-- Start of Exercise material --

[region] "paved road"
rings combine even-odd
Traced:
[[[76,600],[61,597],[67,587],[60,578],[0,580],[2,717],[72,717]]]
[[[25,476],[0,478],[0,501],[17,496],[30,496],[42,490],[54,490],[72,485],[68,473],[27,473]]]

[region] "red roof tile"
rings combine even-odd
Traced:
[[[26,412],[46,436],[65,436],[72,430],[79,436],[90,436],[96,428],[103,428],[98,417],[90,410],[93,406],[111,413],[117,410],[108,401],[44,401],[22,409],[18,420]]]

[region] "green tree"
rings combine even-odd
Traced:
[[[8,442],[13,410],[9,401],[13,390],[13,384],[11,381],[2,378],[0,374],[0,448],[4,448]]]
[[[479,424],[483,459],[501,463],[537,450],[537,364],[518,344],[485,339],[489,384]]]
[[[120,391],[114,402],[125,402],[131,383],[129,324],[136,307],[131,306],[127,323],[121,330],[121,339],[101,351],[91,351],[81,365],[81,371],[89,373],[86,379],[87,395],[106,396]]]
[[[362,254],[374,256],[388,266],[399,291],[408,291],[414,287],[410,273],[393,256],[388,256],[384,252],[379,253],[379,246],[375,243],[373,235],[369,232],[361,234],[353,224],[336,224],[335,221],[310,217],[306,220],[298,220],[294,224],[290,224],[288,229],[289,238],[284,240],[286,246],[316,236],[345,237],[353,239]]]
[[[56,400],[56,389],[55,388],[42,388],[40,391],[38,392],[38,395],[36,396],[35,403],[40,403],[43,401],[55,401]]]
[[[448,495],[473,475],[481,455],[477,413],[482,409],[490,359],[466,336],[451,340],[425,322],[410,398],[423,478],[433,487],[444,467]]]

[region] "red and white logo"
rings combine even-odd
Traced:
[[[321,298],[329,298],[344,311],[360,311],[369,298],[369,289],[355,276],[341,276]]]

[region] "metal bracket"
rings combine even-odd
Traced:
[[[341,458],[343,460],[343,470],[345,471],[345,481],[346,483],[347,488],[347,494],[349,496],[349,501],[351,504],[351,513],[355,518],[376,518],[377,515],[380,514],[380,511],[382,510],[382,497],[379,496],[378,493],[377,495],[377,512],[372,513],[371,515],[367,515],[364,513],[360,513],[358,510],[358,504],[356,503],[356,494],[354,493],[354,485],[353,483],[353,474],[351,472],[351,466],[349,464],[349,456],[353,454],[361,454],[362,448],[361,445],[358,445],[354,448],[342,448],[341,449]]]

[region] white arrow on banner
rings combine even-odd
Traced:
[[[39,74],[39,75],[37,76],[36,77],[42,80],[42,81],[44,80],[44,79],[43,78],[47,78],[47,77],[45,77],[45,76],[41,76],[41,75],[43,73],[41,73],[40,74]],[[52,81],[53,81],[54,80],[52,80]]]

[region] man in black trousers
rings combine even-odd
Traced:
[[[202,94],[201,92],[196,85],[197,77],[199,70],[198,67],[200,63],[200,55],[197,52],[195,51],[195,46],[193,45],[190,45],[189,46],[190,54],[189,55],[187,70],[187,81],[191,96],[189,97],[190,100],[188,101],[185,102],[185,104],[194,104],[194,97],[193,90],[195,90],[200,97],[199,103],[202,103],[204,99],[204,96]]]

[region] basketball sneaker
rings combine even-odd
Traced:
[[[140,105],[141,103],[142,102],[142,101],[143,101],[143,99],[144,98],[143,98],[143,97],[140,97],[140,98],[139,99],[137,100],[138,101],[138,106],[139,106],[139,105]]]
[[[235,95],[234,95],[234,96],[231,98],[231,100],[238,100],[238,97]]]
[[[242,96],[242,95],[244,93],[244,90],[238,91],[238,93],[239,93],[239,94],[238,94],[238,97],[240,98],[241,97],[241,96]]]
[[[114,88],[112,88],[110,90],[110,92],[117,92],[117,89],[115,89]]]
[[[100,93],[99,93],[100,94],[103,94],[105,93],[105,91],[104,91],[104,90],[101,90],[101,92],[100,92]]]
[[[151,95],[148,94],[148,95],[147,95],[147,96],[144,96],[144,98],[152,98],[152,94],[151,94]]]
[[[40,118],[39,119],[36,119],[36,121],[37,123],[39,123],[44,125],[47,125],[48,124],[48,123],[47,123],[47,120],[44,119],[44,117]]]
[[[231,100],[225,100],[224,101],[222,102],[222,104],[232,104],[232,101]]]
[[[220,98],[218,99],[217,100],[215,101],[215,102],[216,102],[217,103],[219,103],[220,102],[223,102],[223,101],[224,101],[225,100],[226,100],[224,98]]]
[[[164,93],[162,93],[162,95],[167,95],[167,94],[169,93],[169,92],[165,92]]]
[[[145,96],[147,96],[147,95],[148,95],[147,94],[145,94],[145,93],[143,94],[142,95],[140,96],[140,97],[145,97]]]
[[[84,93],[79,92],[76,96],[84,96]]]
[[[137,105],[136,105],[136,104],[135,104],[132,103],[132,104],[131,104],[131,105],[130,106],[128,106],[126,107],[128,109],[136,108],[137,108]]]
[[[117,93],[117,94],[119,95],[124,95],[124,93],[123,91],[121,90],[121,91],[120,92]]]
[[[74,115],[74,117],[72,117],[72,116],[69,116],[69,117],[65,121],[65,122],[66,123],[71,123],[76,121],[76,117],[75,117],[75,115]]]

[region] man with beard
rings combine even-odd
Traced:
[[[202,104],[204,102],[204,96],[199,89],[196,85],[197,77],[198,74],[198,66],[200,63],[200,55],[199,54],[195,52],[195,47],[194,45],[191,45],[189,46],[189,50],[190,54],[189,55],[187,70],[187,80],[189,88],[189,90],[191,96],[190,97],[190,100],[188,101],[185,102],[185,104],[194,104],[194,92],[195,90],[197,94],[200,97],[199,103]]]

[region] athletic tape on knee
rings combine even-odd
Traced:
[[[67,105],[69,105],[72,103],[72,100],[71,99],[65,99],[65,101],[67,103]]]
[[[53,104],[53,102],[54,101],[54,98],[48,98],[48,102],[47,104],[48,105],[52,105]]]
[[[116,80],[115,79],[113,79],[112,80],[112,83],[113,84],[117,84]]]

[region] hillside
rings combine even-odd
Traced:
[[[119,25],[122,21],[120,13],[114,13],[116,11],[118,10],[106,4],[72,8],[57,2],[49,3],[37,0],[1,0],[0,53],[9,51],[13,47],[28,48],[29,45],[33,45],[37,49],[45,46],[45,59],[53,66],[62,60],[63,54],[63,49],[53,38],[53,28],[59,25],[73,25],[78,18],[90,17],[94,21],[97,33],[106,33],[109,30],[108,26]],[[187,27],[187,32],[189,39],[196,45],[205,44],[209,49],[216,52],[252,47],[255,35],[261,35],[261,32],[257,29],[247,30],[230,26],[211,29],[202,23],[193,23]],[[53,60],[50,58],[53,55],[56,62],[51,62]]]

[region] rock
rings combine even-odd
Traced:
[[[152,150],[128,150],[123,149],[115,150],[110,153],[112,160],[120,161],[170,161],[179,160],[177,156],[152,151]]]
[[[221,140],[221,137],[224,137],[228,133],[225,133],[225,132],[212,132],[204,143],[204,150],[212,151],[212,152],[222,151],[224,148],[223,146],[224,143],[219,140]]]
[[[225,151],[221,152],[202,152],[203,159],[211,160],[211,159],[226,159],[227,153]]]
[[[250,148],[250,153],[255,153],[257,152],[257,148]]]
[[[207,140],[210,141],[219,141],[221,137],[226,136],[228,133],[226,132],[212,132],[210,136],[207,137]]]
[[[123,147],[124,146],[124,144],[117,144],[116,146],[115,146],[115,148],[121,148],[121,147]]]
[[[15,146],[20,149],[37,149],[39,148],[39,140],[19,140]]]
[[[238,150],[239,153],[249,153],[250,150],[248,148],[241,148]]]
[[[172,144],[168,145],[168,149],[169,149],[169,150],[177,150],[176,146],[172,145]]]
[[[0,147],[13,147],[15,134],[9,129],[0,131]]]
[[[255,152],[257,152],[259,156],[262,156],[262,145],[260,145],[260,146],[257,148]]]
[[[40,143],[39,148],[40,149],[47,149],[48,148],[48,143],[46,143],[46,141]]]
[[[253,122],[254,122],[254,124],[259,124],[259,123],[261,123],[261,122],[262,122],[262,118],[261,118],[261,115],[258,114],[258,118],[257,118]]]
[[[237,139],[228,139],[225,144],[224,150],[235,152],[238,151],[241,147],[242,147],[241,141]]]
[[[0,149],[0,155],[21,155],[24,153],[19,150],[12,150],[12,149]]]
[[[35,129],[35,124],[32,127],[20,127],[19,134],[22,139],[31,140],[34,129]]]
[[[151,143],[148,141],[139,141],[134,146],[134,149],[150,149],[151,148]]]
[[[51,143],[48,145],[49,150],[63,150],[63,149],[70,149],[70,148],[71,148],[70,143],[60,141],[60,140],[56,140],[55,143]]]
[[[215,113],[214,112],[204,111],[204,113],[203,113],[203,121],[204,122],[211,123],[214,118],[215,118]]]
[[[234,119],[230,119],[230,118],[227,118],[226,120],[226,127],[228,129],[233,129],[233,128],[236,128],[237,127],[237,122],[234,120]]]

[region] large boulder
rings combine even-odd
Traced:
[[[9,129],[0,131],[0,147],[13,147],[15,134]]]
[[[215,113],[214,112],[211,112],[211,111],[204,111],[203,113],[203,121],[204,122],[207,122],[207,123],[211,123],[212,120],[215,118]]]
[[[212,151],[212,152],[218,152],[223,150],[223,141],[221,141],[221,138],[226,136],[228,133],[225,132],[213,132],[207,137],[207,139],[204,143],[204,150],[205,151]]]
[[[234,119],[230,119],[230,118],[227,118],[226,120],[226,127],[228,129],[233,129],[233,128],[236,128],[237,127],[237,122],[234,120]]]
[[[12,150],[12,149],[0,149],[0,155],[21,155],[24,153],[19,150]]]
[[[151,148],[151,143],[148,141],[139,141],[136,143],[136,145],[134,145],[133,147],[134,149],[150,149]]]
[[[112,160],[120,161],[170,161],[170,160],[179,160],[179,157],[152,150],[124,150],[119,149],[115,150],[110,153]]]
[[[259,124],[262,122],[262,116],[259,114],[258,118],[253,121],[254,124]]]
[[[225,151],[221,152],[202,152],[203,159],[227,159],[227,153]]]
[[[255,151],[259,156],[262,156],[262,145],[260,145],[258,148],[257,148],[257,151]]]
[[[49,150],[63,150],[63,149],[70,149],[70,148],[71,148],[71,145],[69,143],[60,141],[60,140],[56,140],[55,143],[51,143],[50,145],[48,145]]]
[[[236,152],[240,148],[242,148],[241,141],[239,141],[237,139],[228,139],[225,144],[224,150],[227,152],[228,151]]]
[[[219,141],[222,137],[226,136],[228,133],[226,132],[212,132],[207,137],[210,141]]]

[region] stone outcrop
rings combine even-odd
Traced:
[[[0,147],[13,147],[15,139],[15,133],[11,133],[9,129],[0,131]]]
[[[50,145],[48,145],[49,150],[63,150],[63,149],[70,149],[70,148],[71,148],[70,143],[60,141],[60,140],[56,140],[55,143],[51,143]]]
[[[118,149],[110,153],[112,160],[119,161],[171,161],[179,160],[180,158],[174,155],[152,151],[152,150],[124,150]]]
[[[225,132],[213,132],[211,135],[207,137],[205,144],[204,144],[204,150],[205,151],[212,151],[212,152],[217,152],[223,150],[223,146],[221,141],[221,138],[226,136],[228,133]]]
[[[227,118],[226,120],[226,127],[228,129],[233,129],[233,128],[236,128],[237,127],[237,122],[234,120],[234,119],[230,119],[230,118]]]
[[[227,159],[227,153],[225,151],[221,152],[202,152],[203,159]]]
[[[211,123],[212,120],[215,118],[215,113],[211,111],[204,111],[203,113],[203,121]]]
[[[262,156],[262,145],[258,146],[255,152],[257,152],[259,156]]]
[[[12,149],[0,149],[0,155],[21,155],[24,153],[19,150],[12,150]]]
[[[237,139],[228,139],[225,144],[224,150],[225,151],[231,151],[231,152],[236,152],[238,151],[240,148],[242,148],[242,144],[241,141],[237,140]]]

-- End of Exercise material --

Given problem: Extract, verbatim, the lines from the one containing "[region] stone outcrop" through the last line of the listing above.

Correct response:
[region] stone outcrop
rings combine even-odd
Traced:
[[[0,147],[13,147],[15,139],[15,133],[11,133],[9,129],[0,131]]]
[[[50,145],[48,145],[49,150],[63,150],[63,149],[70,149],[70,148],[71,148],[70,143],[60,141],[60,140],[56,140],[55,143],[51,143]]]
[[[118,149],[110,153],[112,160],[119,161],[171,161],[179,160],[180,158],[174,155],[152,151],[152,150],[124,150]]]
[[[225,132],[213,132],[211,135],[207,137],[205,144],[204,144],[204,150],[205,151],[212,151],[212,152],[217,152],[223,150],[223,146],[221,141],[221,138],[226,136],[228,133]]]
[[[227,118],[226,120],[226,127],[228,129],[233,129],[233,128],[236,128],[237,127],[237,122],[234,120],[234,119],[230,119],[230,118]]]
[[[227,159],[227,153],[225,151],[221,152],[202,152],[203,159]]]
[[[211,123],[212,120],[215,118],[215,113],[211,111],[204,111],[203,113],[203,121]]]
[[[262,156],[262,145],[258,146],[255,152],[257,152],[259,156]]]
[[[12,149],[0,149],[0,155],[21,155],[24,153],[19,150],[12,150]]]
[[[237,139],[228,139],[225,144],[224,150],[225,151],[231,151],[231,152],[236,152],[238,151],[240,148],[242,148],[242,144],[241,141],[237,140]]]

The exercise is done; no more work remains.